From the SuperTopo thread: Daisy Death revisited
read the entire thread here:
Selected comments from the full thread are below.

Topic Author: Russ Walling
With the latest daisy scare rearing its ugly head again, I did a couple of tests that you might find interesting. I guess the only real questions I have now are:
1. Should we even be making daisy chains with just a small loop at the end?
2. Should we be only making daisy chains that a clove-able end loop?
3. Should we only make daisy chains with the yet to be named "insert".
4. Please advise....

Re: Daisy Death revisited
Apr 27, 2006, 01:35pm PST
Author: Dingus Milktoast
Nice idea on the insert Fish.
Why can't you just use runner-strength bartacks for every pocket on the thing? Cost? Weight? Too stiff? Dumb idea? Please advise.

DATASET RECORDS
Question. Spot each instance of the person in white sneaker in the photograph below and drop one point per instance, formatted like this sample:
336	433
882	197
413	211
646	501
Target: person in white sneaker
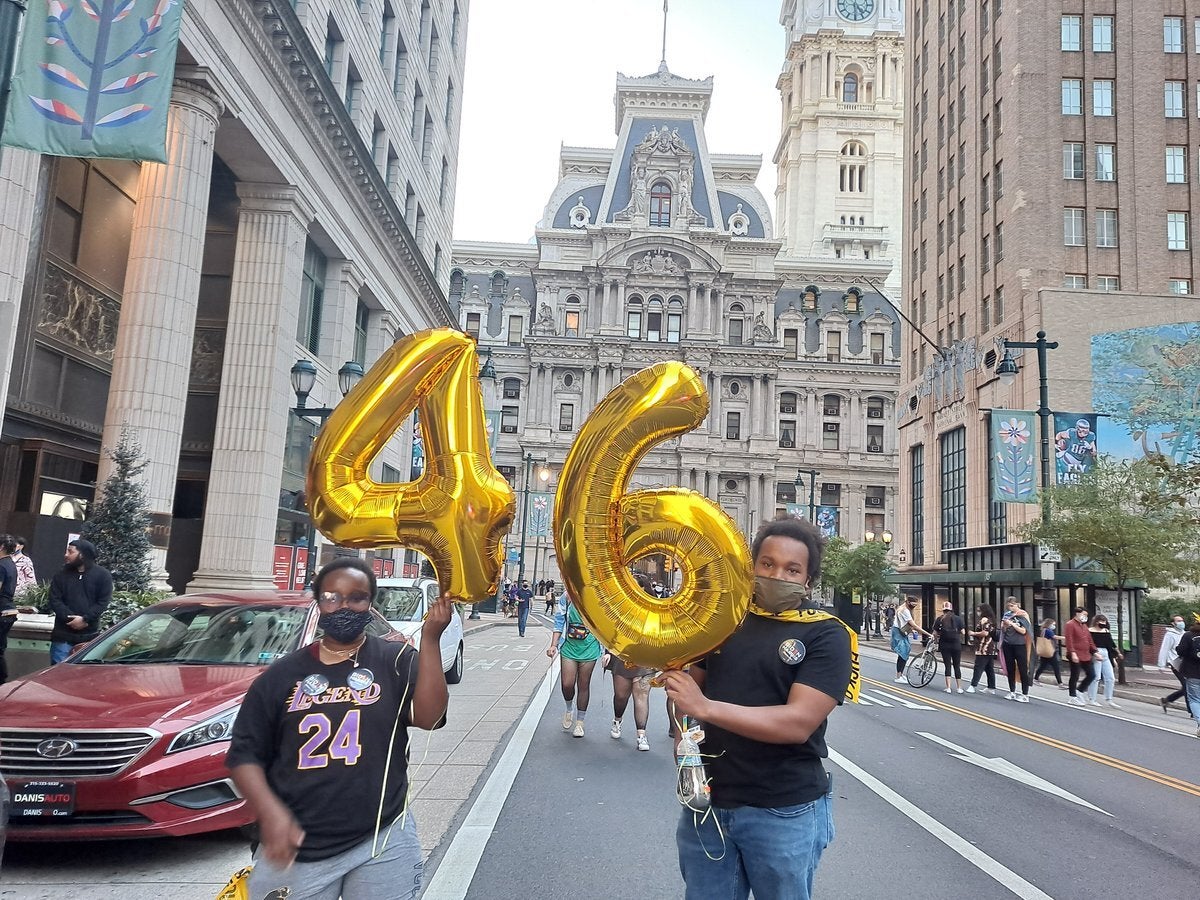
985	636
1080	653
1107	654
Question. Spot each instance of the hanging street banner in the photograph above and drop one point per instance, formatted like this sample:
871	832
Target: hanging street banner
1013	466
827	521
94	78
1074	445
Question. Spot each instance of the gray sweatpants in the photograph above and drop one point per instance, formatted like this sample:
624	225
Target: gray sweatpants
353	875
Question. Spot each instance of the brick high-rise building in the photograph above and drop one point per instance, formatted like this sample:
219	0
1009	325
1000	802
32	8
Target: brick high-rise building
1051	155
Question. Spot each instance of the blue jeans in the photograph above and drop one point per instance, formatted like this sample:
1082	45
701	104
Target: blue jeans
60	651
1192	687
773	852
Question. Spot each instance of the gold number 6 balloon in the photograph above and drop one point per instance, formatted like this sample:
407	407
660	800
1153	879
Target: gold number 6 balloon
457	511
599	529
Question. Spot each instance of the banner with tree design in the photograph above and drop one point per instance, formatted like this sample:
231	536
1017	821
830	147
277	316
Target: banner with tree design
79	66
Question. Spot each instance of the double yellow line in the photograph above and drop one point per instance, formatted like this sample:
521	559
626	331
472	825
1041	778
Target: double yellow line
1111	762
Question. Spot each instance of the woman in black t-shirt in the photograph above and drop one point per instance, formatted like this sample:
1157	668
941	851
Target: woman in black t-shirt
949	629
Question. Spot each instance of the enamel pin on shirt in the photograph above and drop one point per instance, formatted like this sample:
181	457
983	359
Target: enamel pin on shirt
792	652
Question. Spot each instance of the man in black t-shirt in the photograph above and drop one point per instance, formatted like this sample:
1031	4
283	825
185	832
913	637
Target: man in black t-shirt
763	700
319	749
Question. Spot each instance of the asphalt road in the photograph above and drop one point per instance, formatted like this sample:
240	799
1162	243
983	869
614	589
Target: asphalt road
937	796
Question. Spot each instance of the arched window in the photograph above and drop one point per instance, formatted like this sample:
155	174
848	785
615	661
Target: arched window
853	167
850	88
660	204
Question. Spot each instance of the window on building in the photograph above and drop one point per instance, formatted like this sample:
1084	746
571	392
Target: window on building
1173	100
1073	161
660	204
850	88
833	346
917	523
1176	165
1173	34
1073	232
1072	39
1072	96
831	436
787	432
312	297
361	327
509	419
792	342
1105	162
733	426
1176	231
954	489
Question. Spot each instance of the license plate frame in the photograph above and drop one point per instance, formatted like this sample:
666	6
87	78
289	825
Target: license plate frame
41	798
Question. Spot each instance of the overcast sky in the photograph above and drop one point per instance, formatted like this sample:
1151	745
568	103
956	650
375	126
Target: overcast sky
541	73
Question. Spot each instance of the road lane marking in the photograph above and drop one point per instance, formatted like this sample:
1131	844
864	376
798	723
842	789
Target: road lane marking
1093	756
1001	766
981	861
451	881
901	701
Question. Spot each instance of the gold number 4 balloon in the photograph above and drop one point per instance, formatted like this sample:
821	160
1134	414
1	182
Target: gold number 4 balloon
600	529
459	510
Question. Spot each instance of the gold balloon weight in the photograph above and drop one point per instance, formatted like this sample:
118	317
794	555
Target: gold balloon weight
600	529
461	507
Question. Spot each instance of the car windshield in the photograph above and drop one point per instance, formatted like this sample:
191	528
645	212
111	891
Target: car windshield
400	604
202	634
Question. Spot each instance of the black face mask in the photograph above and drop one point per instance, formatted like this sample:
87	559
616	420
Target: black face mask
345	625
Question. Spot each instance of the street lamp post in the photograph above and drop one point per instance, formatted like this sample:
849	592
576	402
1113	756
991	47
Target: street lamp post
304	377
813	490
543	475
1007	370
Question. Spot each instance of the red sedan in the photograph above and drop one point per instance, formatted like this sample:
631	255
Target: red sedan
127	737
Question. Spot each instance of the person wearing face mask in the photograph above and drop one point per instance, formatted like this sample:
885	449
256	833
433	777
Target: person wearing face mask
1080	653
1169	660
319	749
1107	654
763	700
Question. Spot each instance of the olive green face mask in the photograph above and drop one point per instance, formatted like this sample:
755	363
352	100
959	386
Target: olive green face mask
777	595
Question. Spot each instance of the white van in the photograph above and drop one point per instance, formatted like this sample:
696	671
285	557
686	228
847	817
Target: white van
405	601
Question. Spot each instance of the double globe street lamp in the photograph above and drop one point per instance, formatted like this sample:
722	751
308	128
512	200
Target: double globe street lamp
304	378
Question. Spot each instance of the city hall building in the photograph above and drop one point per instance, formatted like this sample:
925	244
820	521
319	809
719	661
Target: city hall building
305	214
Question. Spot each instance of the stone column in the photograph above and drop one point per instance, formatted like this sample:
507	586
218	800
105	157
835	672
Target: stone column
256	390
153	358
19	185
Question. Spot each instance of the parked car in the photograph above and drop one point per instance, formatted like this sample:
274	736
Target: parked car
405	601
127	737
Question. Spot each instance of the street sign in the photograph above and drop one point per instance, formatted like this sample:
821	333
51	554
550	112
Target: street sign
1049	555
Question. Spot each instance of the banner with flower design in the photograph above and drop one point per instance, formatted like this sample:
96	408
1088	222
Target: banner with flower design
1014	471
94	78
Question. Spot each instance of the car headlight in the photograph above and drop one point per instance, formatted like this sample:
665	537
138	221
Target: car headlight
216	729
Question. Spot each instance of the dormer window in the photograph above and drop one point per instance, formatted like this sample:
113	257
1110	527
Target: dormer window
660	205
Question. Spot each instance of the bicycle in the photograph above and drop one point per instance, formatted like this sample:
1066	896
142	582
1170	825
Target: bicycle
921	670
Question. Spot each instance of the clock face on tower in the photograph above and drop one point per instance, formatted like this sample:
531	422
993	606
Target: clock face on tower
856	10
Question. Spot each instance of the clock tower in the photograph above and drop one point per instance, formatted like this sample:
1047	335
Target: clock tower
840	154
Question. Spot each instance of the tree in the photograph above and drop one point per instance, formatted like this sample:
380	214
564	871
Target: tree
1115	516
119	522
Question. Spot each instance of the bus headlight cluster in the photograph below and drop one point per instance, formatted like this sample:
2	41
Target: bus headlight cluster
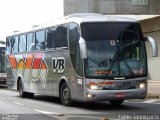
141	85
95	87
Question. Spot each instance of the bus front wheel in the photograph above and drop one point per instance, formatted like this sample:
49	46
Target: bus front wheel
65	95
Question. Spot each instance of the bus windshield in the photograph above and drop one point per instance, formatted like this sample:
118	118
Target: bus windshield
2	59
114	50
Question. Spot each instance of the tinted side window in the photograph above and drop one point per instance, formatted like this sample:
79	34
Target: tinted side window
40	40
8	45
75	49
30	42
14	43
51	38
22	43
62	36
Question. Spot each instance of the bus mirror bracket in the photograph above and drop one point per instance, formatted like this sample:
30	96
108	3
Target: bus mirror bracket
83	48
153	45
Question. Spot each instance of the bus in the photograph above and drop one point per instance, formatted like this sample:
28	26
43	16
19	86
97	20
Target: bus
81	57
2	65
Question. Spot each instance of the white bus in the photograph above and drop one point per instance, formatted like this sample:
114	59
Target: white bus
83	57
2	65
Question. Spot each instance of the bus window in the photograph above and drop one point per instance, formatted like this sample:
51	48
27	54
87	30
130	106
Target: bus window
74	48
51	37
22	43
8	45
62	37
40	40
30	42
14	42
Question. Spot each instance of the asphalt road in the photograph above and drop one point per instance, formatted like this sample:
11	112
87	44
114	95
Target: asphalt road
12	107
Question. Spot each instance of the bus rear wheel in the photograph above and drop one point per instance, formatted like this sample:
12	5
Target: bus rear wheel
116	102
65	95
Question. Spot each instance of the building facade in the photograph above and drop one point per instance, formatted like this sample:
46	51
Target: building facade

LIST OF TASKS
1. Print the part of the daisy chain thread that opens with the words containing "From the SuperTopo" and closes with "4. Please advise....".
2. According to the daisy chain thread, who is the topic author?

RESULTS
1.
From the SuperTopo thread: Daisy Death revisited
read the entire thread here:
Selected comments from the full thread are below.

Topic Author: Russ Walling
With the latest daisy scare rearing its ugly head again, I did a couple of tests that you might find interesting. I guess the only real questions I have now are:
1. Should we even be making daisy chains with just a small loop at the end?
2. Should we be only making daisy chains that a clove-able end loop?
3. Should we only make daisy chains with the yet to be named "insert".
4. Please advise....

2. Russ Walling